* Instruction *
Return every one of the following rows word for word, but leave out the pictures.

* Records shown *
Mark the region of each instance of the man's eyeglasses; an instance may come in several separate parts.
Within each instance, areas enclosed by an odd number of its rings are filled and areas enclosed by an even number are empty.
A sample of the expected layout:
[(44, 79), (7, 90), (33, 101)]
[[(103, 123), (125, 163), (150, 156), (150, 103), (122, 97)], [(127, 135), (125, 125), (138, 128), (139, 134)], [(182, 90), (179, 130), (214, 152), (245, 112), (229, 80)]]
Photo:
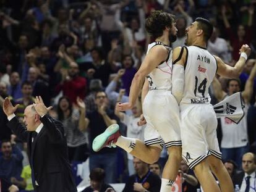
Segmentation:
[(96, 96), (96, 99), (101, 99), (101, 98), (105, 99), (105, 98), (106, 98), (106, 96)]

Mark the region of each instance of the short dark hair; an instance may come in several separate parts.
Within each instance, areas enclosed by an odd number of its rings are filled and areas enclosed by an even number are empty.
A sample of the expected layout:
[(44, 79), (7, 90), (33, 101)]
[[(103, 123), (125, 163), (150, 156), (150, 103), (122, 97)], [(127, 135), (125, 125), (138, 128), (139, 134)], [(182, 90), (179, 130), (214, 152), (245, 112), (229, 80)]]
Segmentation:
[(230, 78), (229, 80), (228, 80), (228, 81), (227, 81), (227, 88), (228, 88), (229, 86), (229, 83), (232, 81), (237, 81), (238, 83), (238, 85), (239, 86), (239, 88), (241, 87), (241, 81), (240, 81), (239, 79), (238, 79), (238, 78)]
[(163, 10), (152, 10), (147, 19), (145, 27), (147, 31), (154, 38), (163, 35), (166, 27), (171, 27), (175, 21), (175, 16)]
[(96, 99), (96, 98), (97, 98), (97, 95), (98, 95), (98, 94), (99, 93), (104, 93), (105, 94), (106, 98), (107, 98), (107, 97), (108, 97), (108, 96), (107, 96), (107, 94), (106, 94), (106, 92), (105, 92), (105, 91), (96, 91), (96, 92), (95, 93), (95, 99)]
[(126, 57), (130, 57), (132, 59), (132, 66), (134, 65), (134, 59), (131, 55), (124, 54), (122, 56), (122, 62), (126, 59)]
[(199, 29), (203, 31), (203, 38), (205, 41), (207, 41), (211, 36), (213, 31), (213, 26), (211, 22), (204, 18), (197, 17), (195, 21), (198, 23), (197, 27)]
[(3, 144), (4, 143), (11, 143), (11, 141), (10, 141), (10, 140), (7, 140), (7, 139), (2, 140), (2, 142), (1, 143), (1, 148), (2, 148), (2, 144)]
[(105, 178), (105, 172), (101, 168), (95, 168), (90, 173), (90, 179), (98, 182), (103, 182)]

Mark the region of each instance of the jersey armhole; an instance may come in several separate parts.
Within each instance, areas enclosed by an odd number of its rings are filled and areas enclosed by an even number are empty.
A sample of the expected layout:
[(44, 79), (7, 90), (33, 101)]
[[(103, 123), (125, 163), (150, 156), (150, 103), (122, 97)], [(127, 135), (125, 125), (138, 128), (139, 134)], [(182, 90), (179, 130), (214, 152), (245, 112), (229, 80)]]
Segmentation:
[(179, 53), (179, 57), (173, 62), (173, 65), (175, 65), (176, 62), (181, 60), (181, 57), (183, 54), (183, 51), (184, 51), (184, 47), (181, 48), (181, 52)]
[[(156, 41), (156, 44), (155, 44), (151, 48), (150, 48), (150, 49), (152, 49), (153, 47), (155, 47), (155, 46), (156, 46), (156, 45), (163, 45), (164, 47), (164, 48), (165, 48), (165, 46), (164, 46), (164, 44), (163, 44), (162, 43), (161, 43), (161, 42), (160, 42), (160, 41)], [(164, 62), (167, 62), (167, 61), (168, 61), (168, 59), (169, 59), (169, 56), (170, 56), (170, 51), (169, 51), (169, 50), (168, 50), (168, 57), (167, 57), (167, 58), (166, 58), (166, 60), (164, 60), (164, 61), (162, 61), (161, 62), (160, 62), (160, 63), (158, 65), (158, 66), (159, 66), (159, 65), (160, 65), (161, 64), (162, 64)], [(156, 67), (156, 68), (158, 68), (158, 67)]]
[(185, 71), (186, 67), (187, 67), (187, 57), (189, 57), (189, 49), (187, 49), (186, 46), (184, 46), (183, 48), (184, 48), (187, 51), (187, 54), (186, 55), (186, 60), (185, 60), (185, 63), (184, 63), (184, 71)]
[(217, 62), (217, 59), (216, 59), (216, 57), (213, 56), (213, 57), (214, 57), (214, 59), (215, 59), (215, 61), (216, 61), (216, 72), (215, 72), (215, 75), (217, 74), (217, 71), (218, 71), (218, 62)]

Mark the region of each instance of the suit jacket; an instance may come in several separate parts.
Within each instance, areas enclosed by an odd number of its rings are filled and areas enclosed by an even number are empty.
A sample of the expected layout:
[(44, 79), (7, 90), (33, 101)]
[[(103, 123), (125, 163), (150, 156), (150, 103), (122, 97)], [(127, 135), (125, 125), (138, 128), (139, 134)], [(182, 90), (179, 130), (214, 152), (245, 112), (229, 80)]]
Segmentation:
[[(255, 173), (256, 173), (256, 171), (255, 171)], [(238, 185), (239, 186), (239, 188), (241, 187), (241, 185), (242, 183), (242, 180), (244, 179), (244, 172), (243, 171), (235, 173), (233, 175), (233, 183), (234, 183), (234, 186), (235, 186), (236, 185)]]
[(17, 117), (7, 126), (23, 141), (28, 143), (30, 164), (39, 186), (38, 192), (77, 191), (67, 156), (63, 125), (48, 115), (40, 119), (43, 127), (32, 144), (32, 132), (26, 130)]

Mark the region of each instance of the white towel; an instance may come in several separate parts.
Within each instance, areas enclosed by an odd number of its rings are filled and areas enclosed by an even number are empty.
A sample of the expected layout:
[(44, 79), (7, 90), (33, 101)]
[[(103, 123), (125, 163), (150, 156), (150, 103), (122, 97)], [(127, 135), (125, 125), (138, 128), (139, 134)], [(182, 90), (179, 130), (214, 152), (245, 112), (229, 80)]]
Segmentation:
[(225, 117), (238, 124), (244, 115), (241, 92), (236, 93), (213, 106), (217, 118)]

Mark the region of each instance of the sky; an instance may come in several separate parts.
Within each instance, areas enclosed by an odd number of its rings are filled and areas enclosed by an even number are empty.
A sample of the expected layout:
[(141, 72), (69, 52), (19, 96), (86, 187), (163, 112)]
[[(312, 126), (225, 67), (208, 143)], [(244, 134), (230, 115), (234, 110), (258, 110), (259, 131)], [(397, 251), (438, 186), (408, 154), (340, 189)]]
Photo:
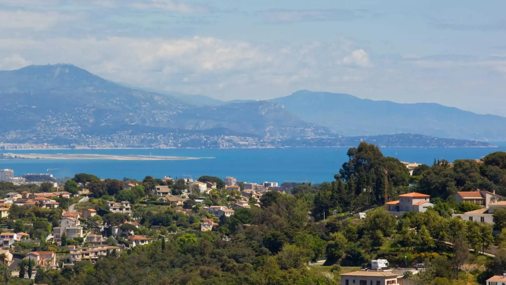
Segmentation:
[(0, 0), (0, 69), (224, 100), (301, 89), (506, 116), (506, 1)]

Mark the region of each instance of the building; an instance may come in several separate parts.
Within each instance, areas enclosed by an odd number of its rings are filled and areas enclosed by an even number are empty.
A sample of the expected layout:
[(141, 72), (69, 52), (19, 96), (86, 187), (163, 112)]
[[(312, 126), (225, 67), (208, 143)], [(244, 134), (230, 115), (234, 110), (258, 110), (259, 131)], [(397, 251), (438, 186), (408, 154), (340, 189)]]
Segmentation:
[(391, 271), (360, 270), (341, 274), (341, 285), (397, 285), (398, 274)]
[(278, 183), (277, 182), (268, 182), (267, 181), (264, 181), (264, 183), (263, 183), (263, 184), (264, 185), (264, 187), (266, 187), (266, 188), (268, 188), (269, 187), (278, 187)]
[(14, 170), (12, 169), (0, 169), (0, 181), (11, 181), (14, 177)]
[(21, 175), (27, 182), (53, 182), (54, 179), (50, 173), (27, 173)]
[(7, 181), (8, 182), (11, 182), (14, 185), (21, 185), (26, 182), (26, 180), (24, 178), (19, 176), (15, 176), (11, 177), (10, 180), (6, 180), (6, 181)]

* Result *
Mark the region of each instance of the man's eyeglasses; an instance may come in several separate parts.
Within each instance, areas enclosed by an odd number of its rings are filled and areas enclosed by an even number are empty.
A sample of the expected layout:
[(44, 79), (7, 90), (33, 101)]
[[(103, 123), (125, 163), (150, 156), (150, 103), (122, 97)], [(127, 135), (125, 125), (138, 128), (139, 134)], [(182, 90), (179, 130), (214, 152), (245, 112), (229, 80)]]
Photo:
Segmentation:
[(96, 96), (96, 99), (101, 99), (101, 98), (105, 99), (105, 98), (106, 98), (106, 96)]

Mark the region of each instance of the short dark hair; an instance may come in several separate parts.
Within each instance, areas enclosed by an odd number of its rings are filled and areas enclosed by an even number are empty.
A sample of the expected layout:
[(44, 79), (7, 90), (33, 101)]
[[(103, 123), (125, 163), (150, 156), (150, 103), (122, 97)], [(127, 135), (125, 125), (138, 128), (139, 134)], [(182, 90), (179, 130), (214, 152), (245, 112), (229, 80)]]
Segmentation:
[(230, 78), (229, 80), (228, 80), (228, 81), (227, 81), (227, 88), (228, 88), (229, 86), (229, 83), (232, 81), (237, 81), (238, 83), (238, 85), (239, 86), (239, 88), (241, 87), (241, 81), (240, 81), (239, 79), (238, 79), (238, 78)]
[(163, 10), (152, 10), (147, 19), (145, 27), (147, 31), (154, 38), (163, 35), (166, 27), (171, 27), (175, 21), (175, 16)]
[(96, 99), (96, 98), (97, 98), (97, 95), (98, 95), (98, 94), (99, 93), (104, 93), (105, 94), (106, 98), (107, 98), (107, 97), (108, 97), (108, 96), (107, 96), (107, 94), (106, 94), (106, 92), (105, 92), (105, 91), (96, 91), (96, 92), (95, 93), (95, 99)]
[(126, 57), (130, 57), (132, 59), (132, 66), (134, 65), (134, 59), (131, 55), (124, 54), (122, 56), (122, 62), (126, 59)]
[(199, 29), (203, 31), (203, 38), (205, 41), (207, 41), (211, 36), (213, 31), (213, 26), (211, 22), (204, 18), (197, 17), (195, 21), (198, 23), (197, 27)]
[(3, 144), (4, 143), (11, 143), (11, 141), (10, 141), (10, 140), (7, 140), (7, 139), (2, 140), (2, 142), (1, 143), (1, 148), (2, 148), (2, 144)]
[(105, 178), (105, 172), (101, 168), (95, 168), (90, 173), (90, 179), (98, 182), (103, 182)]

Mark the region of each instance of the jersey armhole; an instance may come in several separate parts.
Within each instance, areas enclosed by an odd number of its rings are filled and areas enclosed by an even number are empty.
A sample of the expected layout:
[(44, 79), (7, 90), (33, 101)]
[[(103, 123), (125, 163), (150, 156), (150, 103), (122, 97)], [(127, 135), (125, 125), (138, 128), (139, 134)], [(182, 90), (179, 130), (214, 152), (245, 112), (229, 80)]]
Segmentation:
[(179, 53), (179, 57), (173, 62), (173, 65), (175, 65), (176, 62), (181, 60), (181, 57), (183, 54), (183, 51), (184, 51), (184, 47), (181, 48), (181, 52)]
[[(156, 41), (156, 44), (155, 44), (151, 48), (150, 48), (150, 49), (152, 49), (153, 47), (155, 47), (155, 46), (156, 46), (156, 45), (163, 45), (164, 47), (164, 48), (165, 48), (165, 46), (164, 46), (164, 44), (163, 44), (162, 43), (161, 43), (161, 42), (160, 42), (160, 41)], [(164, 62), (167, 62), (167, 61), (168, 61), (168, 59), (169, 59), (169, 56), (170, 56), (170, 51), (169, 51), (169, 50), (168, 50), (168, 57), (167, 57), (167, 58), (166, 58), (166, 60), (164, 60), (164, 61), (162, 61), (161, 62), (160, 62), (160, 63), (158, 65), (158, 66), (159, 66), (159, 65), (160, 65), (161, 64), (162, 64)], [(156, 67), (156, 68), (158, 68), (158, 67)]]
[(185, 71), (186, 67), (187, 67), (187, 57), (189, 57), (189, 49), (187, 49), (186, 46), (184, 46), (183, 48), (184, 48), (187, 51), (187, 54), (186, 55), (186, 60), (185, 60), (185, 63), (184, 63), (184, 71)]
[(217, 62), (217, 59), (216, 59), (216, 57), (213, 56), (213, 57), (214, 57), (214, 59), (215, 59), (215, 61), (216, 61), (216, 72), (215, 72), (215, 75), (217, 74), (217, 71), (218, 71), (218, 62)]

Mark the region of each instance of the suit jacket; an instance may come in several separate parts.
Within each instance, areas enclosed by an odd number of its rings are filled and areas enclosed by an even number are empty.
A sample of the expected layout:
[(44, 79), (7, 90), (33, 101)]
[[(103, 123), (125, 163), (150, 156), (150, 103), (122, 97)], [(127, 135), (125, 125), (138, 128), (139, 134)], [(182, 90), (179, 130), (214, 152), (245, 112), (229, 80)]]
Segmentation:
[[(255, 173), (256, 173), (256, 171), (255, 171)], [(238, 185), (239, 186), (239, 188), (241, 187), (241, 185), (242, 183), (242, 180), (244, 179), (244, 172), (243, 171), (235, 173), (233, 175), (233, 183), (234, 183), (234, 186), (235, 186), (236, 185)]]
[(17, 117), (7, 126), (23, 141), (28, 143), (30, 164), (39, 186), (38, 192), (77, 191), (67, 156), (63, 125), (48, 115), (40, 119), (43, 127), (32, 144), (32, 132), (26, 130)]

Mark the region of each instance of the white towel; an instance may come in several separate parts.
Within each instance, areas enclosed by an odd number of its rings are filled and areas enclosed by an even number are empty.
A sample of the expected layout:
[(44, 79), (7, 90), (33, 101)]
[[(103, 123), (125, 163), (150, 156), (150, 103), (122, 97)], [(127, 135), (125, 125), (138, 128), (139, 134)], [(182, 90), (179, 130), (214, 152), (245, 112), (229, 80)]]
Segmentation:
[(225, 117), (238, 124), (244, 115), (241, 92), (236, 93), (213, 106), (217, 118)]

Mark the region of each instance of the sky; an instance may come in several separate parts.
Within each instance, areas enclosed by an odd number of its rings are filled and areas enclosed by an even number are empty.
A sample of the expected layout:
[(141, 72), (69, 52), (19, 96), (86, 187), (163, 112)]
[[(312, 126), (225, 67), (208, 143)], [(244, 134), (230, 115), (234, 110), (258, 110), (259, 131)], [(397, 251), (438, 186), (408, 154), (340, 189)]]
Photo:
Segmentation:
[(0, 0), (0, 69), (224, 100), (301, 89), (506, 116), (506, 1)]

Mark the region of each instance of the building; an instance may come in several separate parts.
Within each instance, areas enclosed by an odd number of its rings are filled and areas enclosed by an even number are empty.
A sample of the expected layout:
[(141, 72), (69, 52), (19, 96), (86, 187), (163, 112)]
[[(312, 126), (225, 67), (208, 143)], [(244, 134), (230, 115), (234, 110), (258, 110), (259, 131)], [(397, 251), (438, 186), (408, 154), (340, 189)]]
Segmentation:
[(391, 271), (360, 270), (341, 274), (341, 285), (397, 285), (398, 274)]
[(278, 183), (277, 182), (268, 182), (267, 181), (264, 181), (264, 183), (263, 183), (263, 184), (264, 185), (264, 187), (266, 187), (266, 188), (268, 188), (269, 187), (278, 187)]
[(14, 170), (12, 169), (0, 169), (0, 181), (11, 181), (14, 177)]
[(21, 175), (27, 182), (53, 182), (54, 179), (50, 173), (27, 173)]
[(7, 181), (8, 182), (11, 182), (14, 185), (21, 185), (26, 182), (26, 180), (24, 178), (19, 176), (15, 176), (11, 177), (10, 180), (6, 180), (6, 181)]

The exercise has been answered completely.